■ INSTRUCTIONS TO FOLLOW
If a line includes "building", copy it out of the entries.

*** MATERIAL SHOWN Section Begins ***

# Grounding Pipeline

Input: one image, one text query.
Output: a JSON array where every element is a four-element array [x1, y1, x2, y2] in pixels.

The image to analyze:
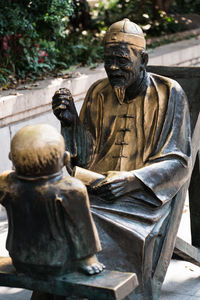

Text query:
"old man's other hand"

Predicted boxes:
[[90, 171, 143, 201]]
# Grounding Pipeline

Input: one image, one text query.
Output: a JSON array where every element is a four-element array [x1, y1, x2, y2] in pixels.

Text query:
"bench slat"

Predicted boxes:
[[0, 257, 138, 300]]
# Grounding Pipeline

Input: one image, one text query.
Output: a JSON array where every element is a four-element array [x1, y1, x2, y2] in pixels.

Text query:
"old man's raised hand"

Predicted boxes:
[[52, 88, 78, 127]]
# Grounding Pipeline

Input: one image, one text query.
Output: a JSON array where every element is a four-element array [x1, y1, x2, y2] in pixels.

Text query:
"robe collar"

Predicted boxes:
[[15, 171, 63, 181]]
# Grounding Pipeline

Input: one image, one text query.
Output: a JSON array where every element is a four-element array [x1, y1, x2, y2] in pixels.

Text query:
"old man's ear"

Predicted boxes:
[[141, 51, 149, 69]]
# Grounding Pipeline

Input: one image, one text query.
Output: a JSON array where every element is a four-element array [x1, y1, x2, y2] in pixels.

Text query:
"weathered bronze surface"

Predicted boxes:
[[0, 124, 105, 279], [147, 65, 200, 250], [174, 237, 200, 267], [0, 257, 138, 300], [52, 19, 192, 299]]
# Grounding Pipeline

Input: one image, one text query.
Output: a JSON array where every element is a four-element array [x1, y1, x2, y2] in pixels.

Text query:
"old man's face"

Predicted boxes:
[[104, 43, 142, 102], [105, 43, 142, 84]]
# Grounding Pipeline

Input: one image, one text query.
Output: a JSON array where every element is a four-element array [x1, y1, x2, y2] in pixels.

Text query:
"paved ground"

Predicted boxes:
[[161, 196, 200, 299], [0, 195, 200, 300]]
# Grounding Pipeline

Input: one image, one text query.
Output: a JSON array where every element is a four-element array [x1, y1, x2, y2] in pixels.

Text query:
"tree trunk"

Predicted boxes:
[[154, 0, 174, 13]]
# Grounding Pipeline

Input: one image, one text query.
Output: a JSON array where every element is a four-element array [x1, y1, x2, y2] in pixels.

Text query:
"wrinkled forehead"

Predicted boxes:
[[104, 43, 129, 57], [104, 43, 138, 58]]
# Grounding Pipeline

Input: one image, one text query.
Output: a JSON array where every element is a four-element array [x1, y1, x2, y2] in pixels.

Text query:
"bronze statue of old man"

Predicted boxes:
[[52, 19, 191, 299]]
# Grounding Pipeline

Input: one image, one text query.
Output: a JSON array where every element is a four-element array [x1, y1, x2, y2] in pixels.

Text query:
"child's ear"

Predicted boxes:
[[8, 152, 12, 161], [64, 151, 71, 166], [64, 151, 73, 175]]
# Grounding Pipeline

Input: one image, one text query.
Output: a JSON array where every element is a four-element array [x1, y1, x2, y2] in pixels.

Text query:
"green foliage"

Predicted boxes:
[[143, 11, 183, 37], [93, 0, 147, 26], [93, 0, 184, 37], [173, 0, 200, 13], [0, 0, 74, 86], [0, 0, 199, 87], [59, 32, 103, 66]]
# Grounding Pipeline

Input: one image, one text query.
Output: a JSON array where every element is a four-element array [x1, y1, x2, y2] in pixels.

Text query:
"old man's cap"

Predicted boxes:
[[104, 18, 146, 49]]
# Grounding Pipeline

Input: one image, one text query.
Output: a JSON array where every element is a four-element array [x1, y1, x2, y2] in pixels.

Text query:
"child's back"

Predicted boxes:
[[2, 171, 101, 277], [0, 124, 104, 279]]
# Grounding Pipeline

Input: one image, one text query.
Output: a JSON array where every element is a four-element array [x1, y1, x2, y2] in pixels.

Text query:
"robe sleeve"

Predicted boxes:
[[61, 79, 103, 168], [133, 80, 191, 205], [57, 179, 102, 259]]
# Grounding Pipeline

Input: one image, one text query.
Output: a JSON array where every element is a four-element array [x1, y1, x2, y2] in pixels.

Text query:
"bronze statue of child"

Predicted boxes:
[[0, 123, 104, 278]]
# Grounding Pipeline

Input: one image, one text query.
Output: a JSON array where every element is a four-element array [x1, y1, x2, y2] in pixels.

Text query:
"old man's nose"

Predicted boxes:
[[109, 64, 119, 70]]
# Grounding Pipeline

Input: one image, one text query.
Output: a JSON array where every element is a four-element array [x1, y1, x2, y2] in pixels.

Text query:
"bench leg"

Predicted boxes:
[[174, 236, 200, 267]]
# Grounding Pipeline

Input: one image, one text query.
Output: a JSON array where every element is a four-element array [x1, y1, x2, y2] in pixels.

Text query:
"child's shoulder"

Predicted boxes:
[[0, 170, 15, 192], [56, 176, 87, 193]]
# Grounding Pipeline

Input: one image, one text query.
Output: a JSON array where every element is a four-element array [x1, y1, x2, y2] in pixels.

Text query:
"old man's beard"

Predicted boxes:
[[113, 86, 126, 104]]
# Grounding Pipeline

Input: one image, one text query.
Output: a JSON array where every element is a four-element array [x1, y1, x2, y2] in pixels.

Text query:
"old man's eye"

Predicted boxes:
[[118, 57, 129, 65], [105, 58, 113, 65]]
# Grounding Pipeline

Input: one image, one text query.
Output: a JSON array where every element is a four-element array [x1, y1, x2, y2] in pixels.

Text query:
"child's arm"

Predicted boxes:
[[0, 170, 13, 204]]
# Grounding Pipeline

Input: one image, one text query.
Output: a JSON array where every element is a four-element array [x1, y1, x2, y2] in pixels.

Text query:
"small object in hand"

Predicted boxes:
[[52, 88, 73, 110], [54, 103, 67, 111]]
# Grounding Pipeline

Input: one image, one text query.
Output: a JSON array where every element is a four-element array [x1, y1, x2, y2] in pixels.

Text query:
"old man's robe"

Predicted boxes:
[[61, 72, 191, 299]]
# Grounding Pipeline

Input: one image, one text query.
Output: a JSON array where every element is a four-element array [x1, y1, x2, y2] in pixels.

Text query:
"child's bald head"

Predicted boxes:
[[10, 124, 65, 176]]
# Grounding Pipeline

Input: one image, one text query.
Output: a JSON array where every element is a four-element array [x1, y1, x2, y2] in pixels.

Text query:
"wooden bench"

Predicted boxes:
[[0, 256, 138, 300]]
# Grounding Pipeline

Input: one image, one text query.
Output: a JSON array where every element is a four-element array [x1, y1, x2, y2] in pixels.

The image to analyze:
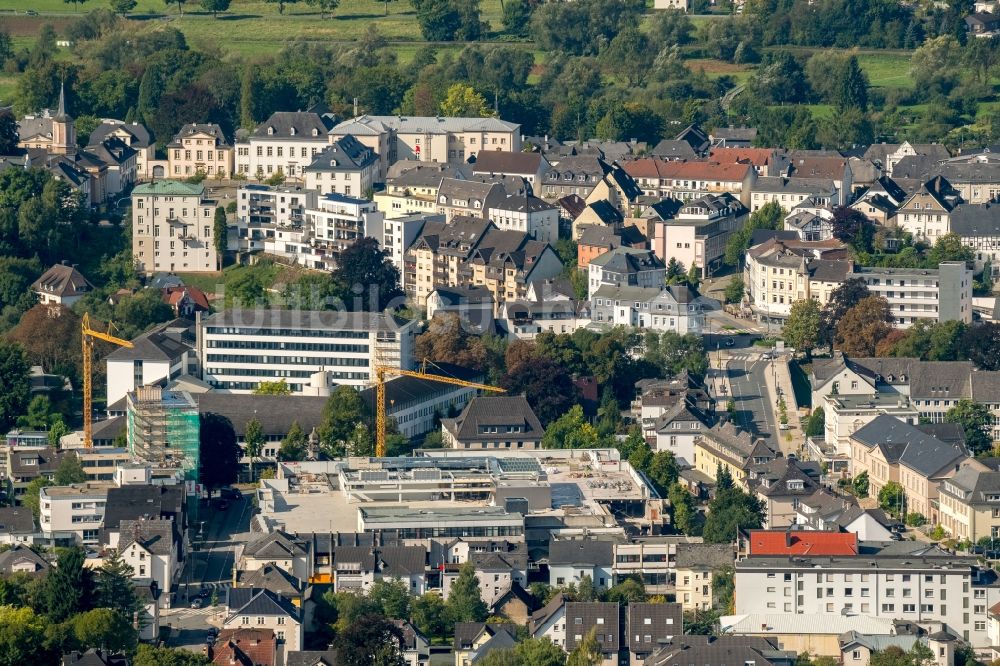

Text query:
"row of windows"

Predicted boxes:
[[205, 327, 370, 339], [206, 367, 370, 381], [206, 354, 369, 367], [206, 340, 369, 353]]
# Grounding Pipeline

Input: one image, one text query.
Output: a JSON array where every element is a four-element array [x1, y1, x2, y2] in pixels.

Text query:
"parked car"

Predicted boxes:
[[191, 598, 203, 609]]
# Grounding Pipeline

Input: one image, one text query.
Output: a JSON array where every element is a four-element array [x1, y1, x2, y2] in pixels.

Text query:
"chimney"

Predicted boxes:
[[785, 530, 792, 547]]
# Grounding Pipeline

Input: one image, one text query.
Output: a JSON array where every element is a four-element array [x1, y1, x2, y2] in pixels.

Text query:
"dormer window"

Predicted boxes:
[[312, 128, 319, 136], [267, 126, 275, 135], [290, 127, 297, 136]]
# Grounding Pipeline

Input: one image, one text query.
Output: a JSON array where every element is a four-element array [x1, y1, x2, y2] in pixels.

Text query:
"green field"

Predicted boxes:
[[856, 52, 913, 89]]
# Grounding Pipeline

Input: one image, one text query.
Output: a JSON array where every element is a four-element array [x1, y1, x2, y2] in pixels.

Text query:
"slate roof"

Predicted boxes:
[[353, 114, 519, 135], [851, 415, 967, 477], [442, 395, 544, 444], [564, 602, 621, 653], [549, 539, 615, 566], [106, 318, 194, 362], [0, 507, 35, 535], [33, 263, 94, 299], [675, 542, 733, 570], [102, 484, 185, 539], [84, 137, 137, 168], [454, 622, 518, 650], [590, 246, 665, 272], [61, 650, 129, 666], [628, 603, 683, 654], [304, 136, 378, 172], [940, 466, 1000, 505], [9, 448, 65, 479], [226, 588, 300, 621], [238, 563, 302, 599], [585, 200, 626, 226], [650, 140, 697, 160], [251, 112, 334, 139], [949, 202, 1000, 236], [0, 544, 48, 575], [243, 530, 309, 560], [675, 124, 710, 154], [646, 636, 792, 666], [169, 123, 230, 148], [863, 143, 949, 166], [379, 545, 427, 577], [473, 151, 544, 176], [88, 120, 153, 149], [557, 193, 587, 219], [753, 176, 838, 196], [118, 518, 174, 555], [212, 628, 276, 666], [286, 651, 339, 666]]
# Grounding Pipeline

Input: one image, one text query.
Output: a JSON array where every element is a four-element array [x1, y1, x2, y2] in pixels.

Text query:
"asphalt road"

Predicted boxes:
[[163, 495, 252, 652], [727, 355, 778, 443]]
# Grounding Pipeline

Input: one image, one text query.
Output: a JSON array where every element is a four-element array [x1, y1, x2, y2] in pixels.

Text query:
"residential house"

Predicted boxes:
[[548, 539, 616, 590], [161, 285, 210, 318], [303, 136, 379, 198], [573, 200, 626, 240], [937, 160, 1000, 204], [748, 456, 823, 528], [853, 262, 973, 328], [590, 284, 708, 336], [426, 286, 495, 334], [708, 147, 781, 176], [675, 125, 711, 154], [893, 177, 960, 241], [645, 636, 796, 666], [236, 111, 336, 181], [378, 213, 442, 280], [488, 192, 559, 244], [237, 564, 305, 607], [692, 422, 776, 487], [373, 163, 467, 218], [133, 579, 160, 641], [329, 114, 521, 174], [495, 295, 590, 339], [238, 531, 311, 582], [621, 159, 756, 204], [7, 447, 65, 505], [863, 142, 950, 177], [750, 176, 840, 211], [612, 536, 702, 593], [436, 178, 511, 222], [783, 200, 834, 241], [0, 543, 48, 577], [454, 623, 519, 666], [40, 483, 110, 546], [822, 392, 920, 458], [948, 203, 1000, 277], [0, 509, 36, 546], [710, 127, 758, 148], [530, 599, 621, 665], [472, 151, 550, 186], [587, 247, 666, 298], [628, 603, 683, 664], [118, 518, 178, 608], [541, 156, 642, 211], [490, 582, 537, 625], [209, 628, 277, 666], [131, 180, 219, 274], [650, 139, 697, 161], [84, 136, 137, 198], [851, 175, 910, 224], [794, 492, 898, 540], [441, 396, 545, 451], [938, 465, 1000, 542], [442, 541, 528, 606], [32, 262, 94, 307], [286, 650, 340, 666], [577, 224, 646, 269], [61, 651, 128, 666], [392, 620, 430, 666], [966, 11, 1000, 35], [631, 374, 714, 463], [88, 120, 156, 179], [650, 193, 749, 277], [224, 588, 302, 651], [674, 543, 734, 611], [167, 123, 233, 179], [405, 217, 562, 306]]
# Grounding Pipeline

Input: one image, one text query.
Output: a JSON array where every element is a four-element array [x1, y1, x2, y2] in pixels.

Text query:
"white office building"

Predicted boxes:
[[199, 310, 416, 393]]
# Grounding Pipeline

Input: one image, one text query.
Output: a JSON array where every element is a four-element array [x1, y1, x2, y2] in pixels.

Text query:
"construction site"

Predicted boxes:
[[125, 387, 201, 482]]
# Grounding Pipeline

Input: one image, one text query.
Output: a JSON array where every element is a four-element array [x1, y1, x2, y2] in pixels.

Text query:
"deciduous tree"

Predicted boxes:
[[782, 298, 821, 357], [0, 341, 29, 433], [244, 417, 263, 482], [447, 561, 488, 624], [439, 83, 490, 117], [333, 237, 403, 311], [702, 483, 764, 544], [835, 296, 893, 357], [878, 481, 906, 517], [334, 614, 404, 666], [54, 452, 87, 485], [277, 421, 307, 462], [945, 399, 994, 455]]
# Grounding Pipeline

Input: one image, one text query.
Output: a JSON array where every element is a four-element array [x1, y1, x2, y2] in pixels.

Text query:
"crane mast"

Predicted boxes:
[[81, 313, 133, 448]]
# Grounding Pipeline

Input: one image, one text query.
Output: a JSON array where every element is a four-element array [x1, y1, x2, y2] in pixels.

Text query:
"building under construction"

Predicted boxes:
[[126, 387, 200, 482]]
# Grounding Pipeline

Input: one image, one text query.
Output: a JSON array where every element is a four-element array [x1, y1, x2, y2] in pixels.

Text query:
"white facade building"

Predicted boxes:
[[39, 483, 109, 545], [853, 262, 973, 328], [132, 181, 218, 274], [488, 194, 559, 244], [590, 284, 707, 335], [235, 111, 335, 181], [200, 310, 416, 393], [234, 185, 318, 253]]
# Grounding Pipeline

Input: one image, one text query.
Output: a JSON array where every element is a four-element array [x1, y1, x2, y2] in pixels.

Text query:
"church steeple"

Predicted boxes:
[[51, 81, 75, 154]]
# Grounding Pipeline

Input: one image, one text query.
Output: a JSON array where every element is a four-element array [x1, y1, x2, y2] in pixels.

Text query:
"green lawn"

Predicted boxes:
[[804, 103, 834, 119], [857, 52, 913, 89]]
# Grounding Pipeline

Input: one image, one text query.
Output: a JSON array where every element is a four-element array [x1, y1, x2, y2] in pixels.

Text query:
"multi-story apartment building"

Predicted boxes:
[[621, 159, 756, 203], [611, 536, 707, 594], [822, 393, 919, 457], [167, 123, 234, 179], [487, 193, 559, 244], [293, 193, 384, 271], [541, 156, 642, 210], [735, 537, 1000, 648], [675, 542, 735, 611], [236, 111, 336, 180], [587, 247, 666, 299], [692, 422, 776, 487], [88, 120, 156, 179], [853, 262, 973, 328], [328, 114, 521, 175], [939, 466, 1000, 542], [783, 200, 835, 241], [651, 193, 748, 277], [405, 217, 562, 306], [371, 213, 441, 282], [132, 181, 218, 274], [373, 163, 468, 219], [590, 284, 706, 336], [302, 136, 379, 197], [234, 184, 318, 253], [436, 177, 509, 221], [472, 151, 550, 186], [750, 176, 840, 211], [39, 483, 110, 545], [199, 310, 416, 393]]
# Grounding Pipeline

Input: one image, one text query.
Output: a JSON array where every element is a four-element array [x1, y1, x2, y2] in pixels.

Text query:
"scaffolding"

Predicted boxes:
[[126, 386, 201, 482]]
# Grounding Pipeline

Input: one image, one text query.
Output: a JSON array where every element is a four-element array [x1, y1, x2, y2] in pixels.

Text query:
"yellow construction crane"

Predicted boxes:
[[82, 313, 133, 448], [375, 361, 505, 457]]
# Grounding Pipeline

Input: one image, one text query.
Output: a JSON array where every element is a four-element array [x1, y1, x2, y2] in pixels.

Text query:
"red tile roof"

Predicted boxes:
[[162, 286, 210, 311], [709, 148, 775, 167], [747, 530, 858, 556], [212, 628, 276, 666], [622, 159, 754, 182]]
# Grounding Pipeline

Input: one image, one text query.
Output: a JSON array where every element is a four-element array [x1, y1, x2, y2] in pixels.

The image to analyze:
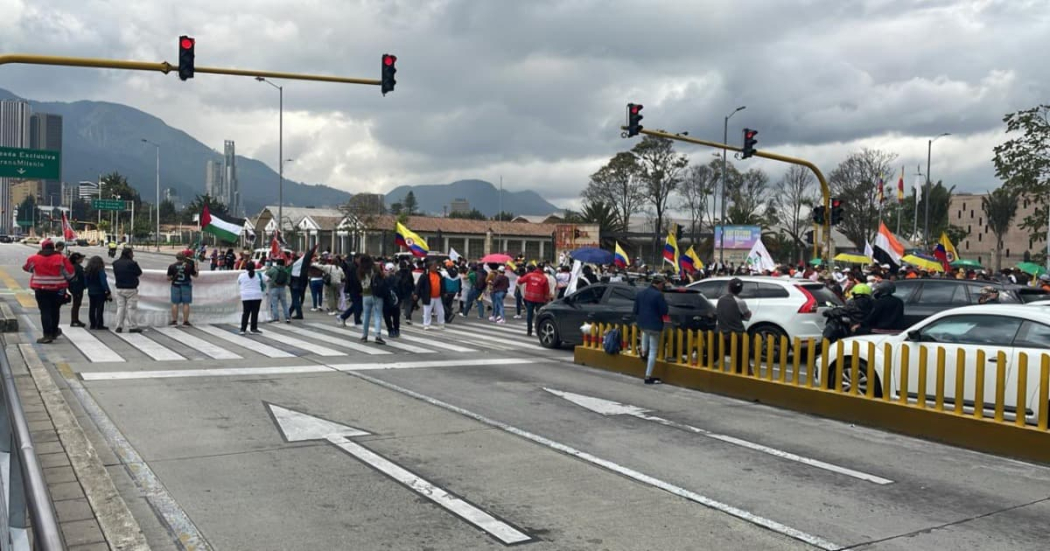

*** MATERIAL SHOWN Section Ends ***

■ OUTPUT BELOW
"white office building"
"building under construction"
"white facade building"
"multi-story apartment building"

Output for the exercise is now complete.